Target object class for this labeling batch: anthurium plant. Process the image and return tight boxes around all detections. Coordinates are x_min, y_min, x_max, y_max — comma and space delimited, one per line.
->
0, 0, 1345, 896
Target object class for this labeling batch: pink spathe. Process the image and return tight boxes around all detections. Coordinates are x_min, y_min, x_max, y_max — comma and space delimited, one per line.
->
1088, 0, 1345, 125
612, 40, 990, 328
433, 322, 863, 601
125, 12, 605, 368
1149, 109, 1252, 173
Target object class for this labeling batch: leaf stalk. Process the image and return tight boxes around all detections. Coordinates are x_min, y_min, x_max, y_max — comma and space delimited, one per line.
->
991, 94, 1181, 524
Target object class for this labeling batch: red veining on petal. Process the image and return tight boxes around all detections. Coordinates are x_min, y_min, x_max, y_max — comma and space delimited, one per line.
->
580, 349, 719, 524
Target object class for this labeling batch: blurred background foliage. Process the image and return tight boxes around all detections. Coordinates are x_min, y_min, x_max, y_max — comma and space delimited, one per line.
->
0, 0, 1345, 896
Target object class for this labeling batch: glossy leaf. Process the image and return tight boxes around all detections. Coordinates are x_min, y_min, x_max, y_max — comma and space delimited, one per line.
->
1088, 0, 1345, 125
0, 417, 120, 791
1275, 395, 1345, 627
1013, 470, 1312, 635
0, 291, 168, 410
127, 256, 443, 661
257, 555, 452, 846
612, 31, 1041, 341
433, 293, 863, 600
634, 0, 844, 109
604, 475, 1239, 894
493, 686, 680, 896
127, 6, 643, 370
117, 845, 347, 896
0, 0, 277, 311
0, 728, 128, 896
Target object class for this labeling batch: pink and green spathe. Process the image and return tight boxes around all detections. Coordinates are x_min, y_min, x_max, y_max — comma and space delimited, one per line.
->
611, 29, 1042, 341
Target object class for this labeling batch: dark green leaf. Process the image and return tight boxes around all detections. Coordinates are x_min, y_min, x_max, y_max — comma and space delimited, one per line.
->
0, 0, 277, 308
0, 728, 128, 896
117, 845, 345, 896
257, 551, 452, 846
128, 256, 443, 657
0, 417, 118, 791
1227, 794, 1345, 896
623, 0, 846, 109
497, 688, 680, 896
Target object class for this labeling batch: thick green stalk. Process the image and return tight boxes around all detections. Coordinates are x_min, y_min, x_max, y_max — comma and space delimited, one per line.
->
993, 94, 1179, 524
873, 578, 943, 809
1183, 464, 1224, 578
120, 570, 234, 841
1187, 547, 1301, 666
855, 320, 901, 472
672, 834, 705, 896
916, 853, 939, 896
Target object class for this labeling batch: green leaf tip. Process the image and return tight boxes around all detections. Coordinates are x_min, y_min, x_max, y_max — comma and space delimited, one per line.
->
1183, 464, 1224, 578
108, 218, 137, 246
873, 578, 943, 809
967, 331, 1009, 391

- - - - -

**TASK INSTRUCTIONS**:
Return verbatim the lines above, starting with the line that contains "Target object class for this labeling batch: green" and continuing through the final line.

**RESPONSE TO THIS TASK**:
Target object class for this labeling batch: green leaf tip. Process the image and return tight boxes around all detections. Coordinates are x_min, y_min, x_max, y_max — comma and space delimited, one per line.
->
1183, 464, 1224, 578
108, 218, 137, 246
873, 578, 943, 809
967, 331, 1009, 391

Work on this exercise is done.